Jones would also put Temple members he felt were disgruntled or dissenting into seclusion when visitors came to Jonestown, because he didn’t want them asking outsiders for help escaping the settlement.
According to San Diego State University’s Alternative Considerations of Jonestown website, “There is little agreement on how many people were handled in this way, although there is no doubt that both Shanda James and Eugene Chaikin were subjected to this treatment.” (Shanda James was a dentist and Temple member who worked on the medical team at Jonestown. Jim Jones allegedly forced her into seclusion after a disagreement; she later died in the massacre. Chaikin, a lawyer who also spoke out against the church and had a falling out with Jones, died there as well.)
Stephan Jones, the only biological child of Jim Jones and wife Marceline Jones, survived Jonestown because he was not on the compound at the time; he was with the temple’s basketball team in Georgetown, Guyana, about 150 miles away. Stephan, now living quietly in California, is quick to point out that Jonestown was anything but a drug den.
“The only known personal drug use was that of my father,” he explains to A&E Real Crime. “The rest of us didn’t smoke, drink or use drugs, especially once we hit Jonestown. The only other drug use…was Dad’s overt and covert drugging of some people to control them: 10 to 15 at most.”
Stephan does admit to youthful dabbling with his father’s drugs, which Jim left carelessly strewn around their house.
In a 2003 essay. Stephan writes about how, when he was 12, he purposefully consumed a large dose of his father’s Quaaludes. He did this not with the intention of dying, but to win the attention and care of his parents—and to get out of attending his father’s long church meetings.
“I didn’t want to die. I just wanted to be telling the truth when I told Mom that I didn’t feel well enough to attend the regular Wednesday night marathon meeting,” Jones writes of his first near-fatal overdose.
He goes on, “Once I got a taste of the attention I got after that first overdose, I had to try it again. I took a bunch of Quaaludes at least two more times, each time ‘confessing’ to having taken more than I actually did after my strategically placed and timed suicide note led Dad or Mom to my easy-to-find body.”
He eventually knocked it off, he says.
It should be noted, that even after Stephan’s brush with death, overdosing at such a young age, his father refused to hide his drugs from his son’s wandering eyes, according to Guinn, because he wanted his stash handy at all times.
Stephan says the Temple’s sole on-site doctor, Larry Schacht, also appeared to be using drugs. Indeed, Schacht was a former meth addict who had allegedly gone clean with the help of Jim Jones. In fact, Jones was Schacht’s benefactor, paying his way through medical school.

§ **PROBLEM REQUIREMENTS**
Copy the Jonestown text starting at "In a 2003 essay." and ending at "long church meetings.", and change "Quaaludes" to "sleeping pills" in it.

§ **DATA SHOWN**
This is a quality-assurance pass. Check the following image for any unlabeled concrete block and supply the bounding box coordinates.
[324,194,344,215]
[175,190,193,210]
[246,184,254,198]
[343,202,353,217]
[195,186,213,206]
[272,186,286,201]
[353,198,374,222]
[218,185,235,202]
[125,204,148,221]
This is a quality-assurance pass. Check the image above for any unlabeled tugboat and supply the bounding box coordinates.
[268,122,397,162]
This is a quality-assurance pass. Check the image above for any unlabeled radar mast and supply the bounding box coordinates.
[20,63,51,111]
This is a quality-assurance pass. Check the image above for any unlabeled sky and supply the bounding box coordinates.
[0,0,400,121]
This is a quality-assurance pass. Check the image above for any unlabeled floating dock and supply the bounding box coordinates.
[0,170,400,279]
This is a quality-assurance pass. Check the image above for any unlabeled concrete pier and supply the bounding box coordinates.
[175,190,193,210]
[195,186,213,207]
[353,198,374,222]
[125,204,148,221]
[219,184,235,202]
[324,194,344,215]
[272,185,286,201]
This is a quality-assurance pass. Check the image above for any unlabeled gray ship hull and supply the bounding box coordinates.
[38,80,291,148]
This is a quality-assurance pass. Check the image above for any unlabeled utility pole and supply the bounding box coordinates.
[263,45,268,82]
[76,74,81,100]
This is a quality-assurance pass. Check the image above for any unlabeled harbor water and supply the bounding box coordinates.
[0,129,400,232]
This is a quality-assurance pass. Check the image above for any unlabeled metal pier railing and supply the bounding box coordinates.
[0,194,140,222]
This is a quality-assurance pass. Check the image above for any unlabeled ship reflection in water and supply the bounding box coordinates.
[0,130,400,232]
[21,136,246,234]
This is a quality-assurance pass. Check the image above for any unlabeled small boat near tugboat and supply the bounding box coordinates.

§ **ANSWER AREA**
In a 2003 essay. Stephan writes about how, when he was 12, he purposefully consumed a large dose of his father’s sleeping pills. He did this not with the intention of dying, but to win the attention and care of his parents—and to get out of attending his father’s long church meetings.